++++ Available data ++++

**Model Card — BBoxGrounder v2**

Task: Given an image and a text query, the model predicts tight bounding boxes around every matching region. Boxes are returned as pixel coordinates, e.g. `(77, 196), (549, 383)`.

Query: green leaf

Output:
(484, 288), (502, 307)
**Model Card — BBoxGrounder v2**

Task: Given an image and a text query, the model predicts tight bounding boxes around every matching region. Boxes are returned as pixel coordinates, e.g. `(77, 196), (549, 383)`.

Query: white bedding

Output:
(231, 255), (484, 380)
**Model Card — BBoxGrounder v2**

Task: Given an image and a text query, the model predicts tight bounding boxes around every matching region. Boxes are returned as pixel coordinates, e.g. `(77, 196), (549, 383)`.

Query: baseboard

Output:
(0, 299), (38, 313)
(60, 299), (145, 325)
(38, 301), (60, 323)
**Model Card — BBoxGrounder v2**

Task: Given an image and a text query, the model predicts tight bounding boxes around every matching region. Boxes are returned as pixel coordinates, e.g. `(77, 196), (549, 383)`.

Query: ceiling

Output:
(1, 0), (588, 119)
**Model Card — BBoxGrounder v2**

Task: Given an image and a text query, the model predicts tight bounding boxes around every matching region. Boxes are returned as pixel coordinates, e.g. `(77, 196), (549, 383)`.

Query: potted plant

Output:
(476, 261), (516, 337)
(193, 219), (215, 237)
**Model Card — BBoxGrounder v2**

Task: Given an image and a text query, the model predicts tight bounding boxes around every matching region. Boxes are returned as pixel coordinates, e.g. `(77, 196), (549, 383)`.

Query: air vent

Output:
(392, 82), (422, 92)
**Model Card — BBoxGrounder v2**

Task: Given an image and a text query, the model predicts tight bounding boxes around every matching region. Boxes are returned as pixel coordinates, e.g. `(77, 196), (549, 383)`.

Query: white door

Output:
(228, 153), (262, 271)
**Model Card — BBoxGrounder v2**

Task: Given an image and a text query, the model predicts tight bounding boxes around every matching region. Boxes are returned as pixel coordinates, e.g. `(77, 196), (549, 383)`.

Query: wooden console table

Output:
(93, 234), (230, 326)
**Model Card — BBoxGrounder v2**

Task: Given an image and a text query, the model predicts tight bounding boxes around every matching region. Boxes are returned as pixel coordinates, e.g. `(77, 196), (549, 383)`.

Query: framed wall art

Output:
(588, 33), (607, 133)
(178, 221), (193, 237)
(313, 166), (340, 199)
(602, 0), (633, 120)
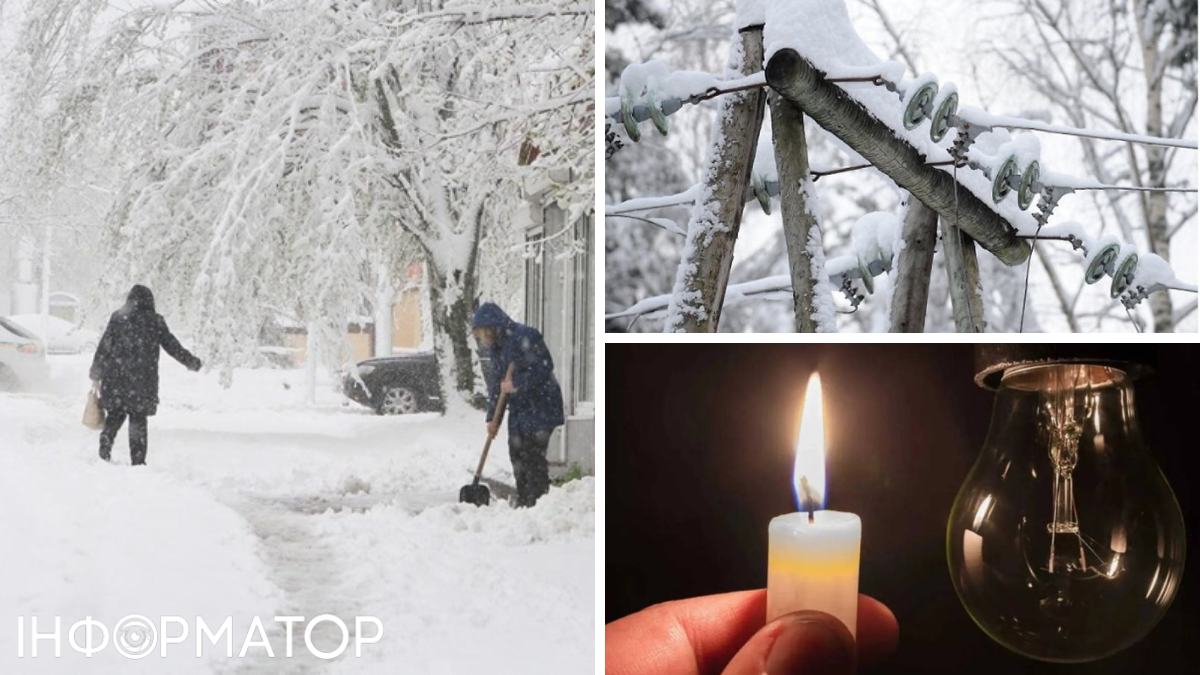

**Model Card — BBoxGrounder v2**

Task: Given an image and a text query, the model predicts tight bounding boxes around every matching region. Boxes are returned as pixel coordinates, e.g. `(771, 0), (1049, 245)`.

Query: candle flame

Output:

++++

Required task: Reproduce every line of the records above verbatim, leaving out the pictures.

Answer to this problem:
**Model Card — BBoxGrounder v2**

Task: Given an image and a text query, the model predicts tight bounding boxes around every matching region. Boxes are returned as pixel coordinates, e.g. `(77, 196), (549, 383)`.

Query: green leaf

Output:
(484, 288), (502, 307)
**Model Card — BBoxGrounder v2**

Task: Given an image and a text query, the model predicts tight bounding boxes around every matching region. Boxes are returned as pixel coordinates, e.g. `(77, 196), (549, 383)`.

Query: white bedding

Output:
(231, 255), (484, 380)
**Model Card — BBoxGrounder v2**

Task: Given an image and a text query, the model predicts tight bounding boxes around every matching region. Boxes are returned as pixel coordinates, e.g. `(77, 196), (549, 383)`.

Query: baseboard

Output:
(0, 299), (38, 313)
(60, 299), (145, 325)
(38, 301), (60, 323)
**Model Card — BBoxGrounder v2**

Task: Given an image and a text query, the model predicts tight bounding boxes around every matching region. Boxes are returned as pixel coordinates, e.g. `(77, 196), (549, 383)`.

Query: ceiling

Output:
(1, 0), (588, 119)
**Model Card — BBoxGrounder v2**

Task: Given an image and a text query, the model predicts tight bounding boxes around every matching region. Boxes are returned as pixel coordinates, e.g. `(77, 196), (549, 383)`.

Query: potted plant

Output:
(476, 261), (516, 337)
(193, 219), (215, 237)
**Model Card — BBoxGrounder v2**

Task: Given an image and a text query, the model predicts tight bounding boxes around every matching region. Boxes are returned as pixel coordinates, e.g. `(77, 196), (549, 383)`.

Query: air vent

Output:
(392, 82), (422, 92)
**Model Card — BBoxGrounder v2**

Task: Given an image and a text query, the model predicts tight bounding boxes around every matching region. Boxes are returned as pixel coordinates, e.g. `(77, 196), (549, 383)`.

Query: white door

Output:
(228, 153), (262, 271)
**Model Card — BBoxGrounder v2**

Task: Given an image and a text query, the model predicts tight bounding boxes around every matching region. Boxes are returned as pixel coordinates, e.g. `(77, 196), (549, 383)`.

Query: wooden console table

Output:
(93, 234), (230, 326)
**Model Card — BBoxGrounder v2**

Task: Given an image and a text query, the model predicts tight bounding boxes around every matching region. Boxes are returned as pixel coordinates, e.g. `(77, 196), (549, 383)`.

Query: framed wall art

Output:
(588, 33), (607, 133)
(178, 221), (193, 237)
(313, 166), (340, 199)
(602, 0), (633, 120)

**Model Card — BBoxGrounder v2**

Task: Given an image and a text query, the model predicts tight bounding boxes around every matching region. Boxes are returned as pixel coordinates, e.g. `(771, 0), (1049, 245)`.

Query: candle flame

Output:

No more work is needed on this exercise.